Texto selecionado ->
━━━━━━
Além disso, outros cuidados devem ser tomados pelos contribuintes, tais como a correta apuração dos valores pagos a maior (alíquotas aplicáveis de PIS/COFINS à época, possíveis estornos de débitos de ICMS, possíveis parcelamentos, possíveis duplicidades, aumento de saldo credor, etc.), a habilitação do crédito (conforme formulário específico da Receita Federal), a atualização do crédito (competência por competência), a entrega das declarações de compensação (PER/DCOMP) e a guarda de documentos (para o caso de questionamentos das compensações pelas autoridades fiscais nos cinco anos seguintes).

Estes são apenas alguns desafios a serem enfrentados pelos contribuintes que buscaram, pela via judicial, os seus direitos relacionados à exclusão do ICMS da base de cálculo do PIS e da COFINS, direitos estes já confirmados e chancelados por nossa Corte Suprema.
━━━━━━
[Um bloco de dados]
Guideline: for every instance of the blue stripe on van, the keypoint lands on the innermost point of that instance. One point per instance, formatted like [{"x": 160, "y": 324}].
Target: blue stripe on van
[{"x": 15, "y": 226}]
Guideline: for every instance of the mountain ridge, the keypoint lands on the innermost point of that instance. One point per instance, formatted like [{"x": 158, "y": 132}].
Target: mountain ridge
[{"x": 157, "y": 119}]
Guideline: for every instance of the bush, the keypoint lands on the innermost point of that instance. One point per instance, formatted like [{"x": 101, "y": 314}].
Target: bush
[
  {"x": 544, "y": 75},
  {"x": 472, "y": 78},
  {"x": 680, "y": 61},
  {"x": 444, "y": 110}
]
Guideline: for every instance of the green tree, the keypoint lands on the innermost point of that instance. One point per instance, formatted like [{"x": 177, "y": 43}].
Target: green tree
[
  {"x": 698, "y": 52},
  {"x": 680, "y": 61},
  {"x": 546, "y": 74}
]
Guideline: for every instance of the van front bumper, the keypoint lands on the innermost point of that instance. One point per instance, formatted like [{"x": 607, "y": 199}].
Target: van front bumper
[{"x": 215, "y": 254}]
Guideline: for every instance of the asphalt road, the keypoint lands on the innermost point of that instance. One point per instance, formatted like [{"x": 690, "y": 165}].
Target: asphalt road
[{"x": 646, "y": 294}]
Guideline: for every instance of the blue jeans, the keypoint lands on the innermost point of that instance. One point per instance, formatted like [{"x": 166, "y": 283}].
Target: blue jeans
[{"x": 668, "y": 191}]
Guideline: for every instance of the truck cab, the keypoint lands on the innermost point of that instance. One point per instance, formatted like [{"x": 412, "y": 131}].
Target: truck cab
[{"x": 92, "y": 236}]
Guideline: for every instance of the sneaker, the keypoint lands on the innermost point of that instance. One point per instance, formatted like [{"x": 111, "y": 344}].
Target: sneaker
━━━━━━
Atividades propostas ->
[1] Duplique um trecho do texto selecionado: comece nas palavras "Estes são apenas" e pare logo depois de "nossa Corte Suprema.".
[2] Indique se cada afirmação concorda com o texto selecionado, respondendo sim ou não e citando as palavras do texto que decidem a questão: (a) A habilitação do crédito segue um formulário específico da Receita Federal. (b) Os documentos devem ser guardados para eventuais questionamentos das autoridades fiscais nos dez anos seguintes. (c) Os direitos relativos à exclusão do ICMS ainda aguardam confirmação da Corte Suprema.
As linhas não precisam ser consultadas para realizar as atividades.

Conjunto de respostas ->
[1]
Estes são apenas alguns desafios a serem enfrentados pelos contribuintes que buscaram, pela via judicial, os seus direitos relacionados à exclusão do ICMS da base de cálculo do PIS e da COFINS, direitos estes já confirmados e chancelados por nossa Corte Suprema.

[2]
(a) Sim: "a habilitação do crédito (conforme formulário específico da Receita Federal)".
(b) Não: "para o caso de questionamentos das compensações pelas autoridades fiscais nos cinco anos seguintes".
(c) Não: "direitos estes já confirmados e chancelados por nossa Corte Suprema".